-- Supplied material start --

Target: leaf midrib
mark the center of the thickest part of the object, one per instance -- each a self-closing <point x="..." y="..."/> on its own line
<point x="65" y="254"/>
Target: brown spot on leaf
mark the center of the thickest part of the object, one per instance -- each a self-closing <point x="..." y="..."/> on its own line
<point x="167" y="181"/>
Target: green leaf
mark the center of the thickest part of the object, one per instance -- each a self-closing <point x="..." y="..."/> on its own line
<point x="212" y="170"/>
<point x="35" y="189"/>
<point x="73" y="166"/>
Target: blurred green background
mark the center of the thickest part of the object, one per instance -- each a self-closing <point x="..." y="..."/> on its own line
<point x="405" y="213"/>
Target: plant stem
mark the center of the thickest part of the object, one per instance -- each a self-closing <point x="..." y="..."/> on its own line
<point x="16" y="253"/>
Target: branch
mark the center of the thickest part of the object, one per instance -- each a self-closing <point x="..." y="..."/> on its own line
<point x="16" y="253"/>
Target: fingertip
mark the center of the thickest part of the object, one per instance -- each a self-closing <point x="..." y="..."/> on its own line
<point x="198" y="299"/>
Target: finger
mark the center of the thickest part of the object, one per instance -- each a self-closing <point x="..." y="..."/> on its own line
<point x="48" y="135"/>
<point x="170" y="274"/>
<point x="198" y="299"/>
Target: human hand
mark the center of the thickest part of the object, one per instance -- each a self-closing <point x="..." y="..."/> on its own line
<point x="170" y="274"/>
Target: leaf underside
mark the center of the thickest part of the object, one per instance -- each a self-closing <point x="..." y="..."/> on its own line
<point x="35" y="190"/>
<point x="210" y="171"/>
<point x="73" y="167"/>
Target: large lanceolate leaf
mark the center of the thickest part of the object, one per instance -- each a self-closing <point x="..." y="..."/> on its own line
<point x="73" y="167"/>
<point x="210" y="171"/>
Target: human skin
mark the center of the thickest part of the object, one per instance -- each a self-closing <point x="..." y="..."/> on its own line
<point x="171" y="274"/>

-- Supplied material end --

Written exercise
Format every line of the material above as a numbered list, leaving out any blank lines.

Task response
1. Target: leaf midrib
2. mark the center of the thickest part of the object, one per instance -- each a self-closing <point x="..." y="..."/> on its own line
3. <point x="65" y="254"/>
4. Target: brown spot on leaf
5. mark the center of the thickest part of the object, one per instance -- each a self-closing <point x="..." y="..."/> on its own line
6. <point x="167" y="181"/>
7. Target: green leaf
8. mark the center of the thickest part of the object, one per instance -- each a self-closing <point x="..." y="..."/> on its own line
9. <point x="212" y="170"/>
10. <point x="35" y="189"/>
11. <point x="73" y="166"/>
12. Target: blurred green background
13. mark the center of the thickest part of the object, one per instance -- each a self-closing <point x="..." y="..."/> on its own line
14. <point x="405" y="213"/>
15. Target: plant stem
16. mark the center of the thickest part of the object, one per instance -- each a self-closing <point x="..." y="..."/> on its own line
17. <point x="16" y="253"/>
18. Target: branch
19. mark the center of the thickest part of the object, one per instance -- each a self-closing <point x="..." y="..."/> on its own line
20. <point x="16" y="253"/>
21. Target: fingertip
22. mark the center of the thickest part of the object, one per instance -- each a self-closing <point x="..." y="..."/> on its own line
23. <point x="198" y="299"/>
24. Target: finger
25. mark the center of the thickest part of the object, one per instance -- each a self-closing <point x="..." y="..."/> on its own line
26. <point x="48" y="135"/>
27. <point x="170" y="274"/>
28. <point x="198" y="299"/>
29. Target: human hand
30. mark the center of the thickest part of the object, one per instance -- each a self-closing <point x="..." y="..."/> on its own line
31. <point x="170" y="274"/>
32. Target: leaf underside
33. mark the center of the thickest part of the object, one per instance -- each a self-closing <point x="..." y="..."/> on its own line
34. <point x="35" y="190"/>
35. <point x="210" y="171"/>
36. <point x="73" y="167"/>
37. Target: large lanceolate leaf
38. mark the center of the thickest part of the object, one per instance -- each a self-closing <point x="..." y="..."/> on its own line
39. <point x="73" y="167"/>
40. <point x="210" y="171"/>
41. Target: human skin
42. mark the center of the thickest part of the object, one per instance -- each a self-closing <point x="..." y="..."/> on its own line
43. <point x="171" y="274"/>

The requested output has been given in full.